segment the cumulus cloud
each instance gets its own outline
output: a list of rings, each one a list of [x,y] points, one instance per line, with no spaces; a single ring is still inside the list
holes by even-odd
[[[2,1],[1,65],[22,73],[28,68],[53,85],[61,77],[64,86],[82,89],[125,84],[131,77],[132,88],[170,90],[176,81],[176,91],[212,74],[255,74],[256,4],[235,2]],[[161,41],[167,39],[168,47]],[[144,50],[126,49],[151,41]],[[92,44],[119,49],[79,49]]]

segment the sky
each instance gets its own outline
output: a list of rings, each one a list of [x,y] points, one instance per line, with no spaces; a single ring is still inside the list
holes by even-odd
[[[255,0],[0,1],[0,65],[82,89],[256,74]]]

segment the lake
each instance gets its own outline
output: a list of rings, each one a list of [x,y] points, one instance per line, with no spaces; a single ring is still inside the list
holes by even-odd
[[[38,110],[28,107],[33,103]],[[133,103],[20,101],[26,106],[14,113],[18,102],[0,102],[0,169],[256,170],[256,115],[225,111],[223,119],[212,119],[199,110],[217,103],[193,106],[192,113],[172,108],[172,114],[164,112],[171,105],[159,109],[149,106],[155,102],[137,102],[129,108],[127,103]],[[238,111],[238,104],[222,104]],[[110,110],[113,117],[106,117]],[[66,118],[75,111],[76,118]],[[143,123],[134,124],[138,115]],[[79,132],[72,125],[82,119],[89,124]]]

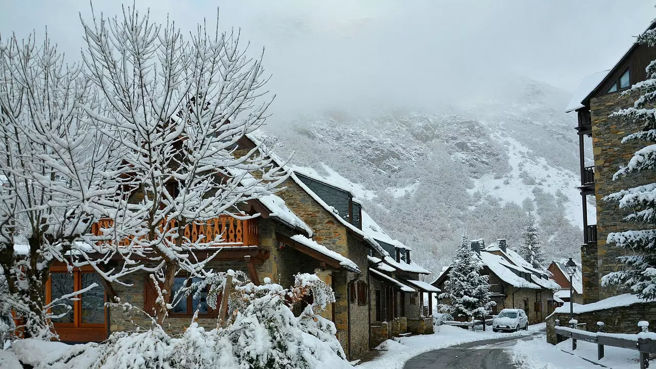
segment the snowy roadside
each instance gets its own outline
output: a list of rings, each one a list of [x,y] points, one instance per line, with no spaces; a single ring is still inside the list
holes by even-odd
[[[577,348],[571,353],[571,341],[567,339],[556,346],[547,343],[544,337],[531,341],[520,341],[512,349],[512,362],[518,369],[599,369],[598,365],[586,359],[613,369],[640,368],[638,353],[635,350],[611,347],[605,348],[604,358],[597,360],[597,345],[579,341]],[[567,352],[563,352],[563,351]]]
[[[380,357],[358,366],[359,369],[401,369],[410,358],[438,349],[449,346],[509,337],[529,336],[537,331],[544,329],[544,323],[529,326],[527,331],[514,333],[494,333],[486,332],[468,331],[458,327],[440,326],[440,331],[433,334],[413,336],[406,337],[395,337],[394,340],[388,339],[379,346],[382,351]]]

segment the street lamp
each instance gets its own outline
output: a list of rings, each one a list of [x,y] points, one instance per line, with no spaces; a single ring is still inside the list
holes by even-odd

- Short problem -
Write out again the lines from the one holding "segment the lake" through the last line, inclusive, shifting every coordinate in the answers by -65 and keeping the requests as they are. Leave the pictures out.

- Expected answer -
segment the lake
each instance gets its own outline
output: a list of rings, each one a list of [x,y] points, one instance per line, with no spaces; a single ring is still inside the list
holes by even-odd
[[[-27,45],[-37,42],[-32,38]],[[68,38],[-45,36],[-39,41],[-51,48],[-47,37],[-65,37],[-65,104],[191,105],[191,50],[160,46],[158,54],[147,54],[134,45],[152,38],[128,41],[127,48],[107,43],[107,49],[99,47],[106,40],[94,44],[84,41],[90,37],[72,37],[64,43],[62,38]],[[173,46],[173,39],[157,39]],[[45,45],[48,52],[41,52]],[[1,53],[10,46],[11,53]],[[78,58],[69,59],[73,50]],[[14,67],[7,60],[17,54],[24,59]]]

segment the snowy roadside
each instance gets its own outline
output: a list of rings, each one a list of [x,y] points, one instance per line, with no spaces; a single ring is still inside the list
holes by even-odd
[[[512,283],[506,288],[506,276],[502,274],[491,281],[482,278],[479,272],[466,276],[455,276],[447,284],[447,297],[453,304],[534,304],[533,300],[521,294],[548,304],[575,303],[573,288],[570,285],[546,282],[540,283],[539,293],[532,295],[532,280],[514,276]],[[502,287],[498,287],[498,286]]]
[[[315,292],[293,301],[294,304],[336,304],[345,293],[373,284],[384,281],[444,272],[464,271],[472,266],[479,264],[479,258],[464,261],[462,266],[449,268],[429,268],[421,267],[403,266],[393,262],[375,261],[375,266],[368,269],[348,271],[341,272],[330,272],[329,275],[323,274],[314,281],[317,286]]]

segment the street lamp
each instance gets its own outline
output: a list of rings, each one a list of [x,y] points, one instance per line, with no spaces; a single ring is still inside the list
holes by even-odd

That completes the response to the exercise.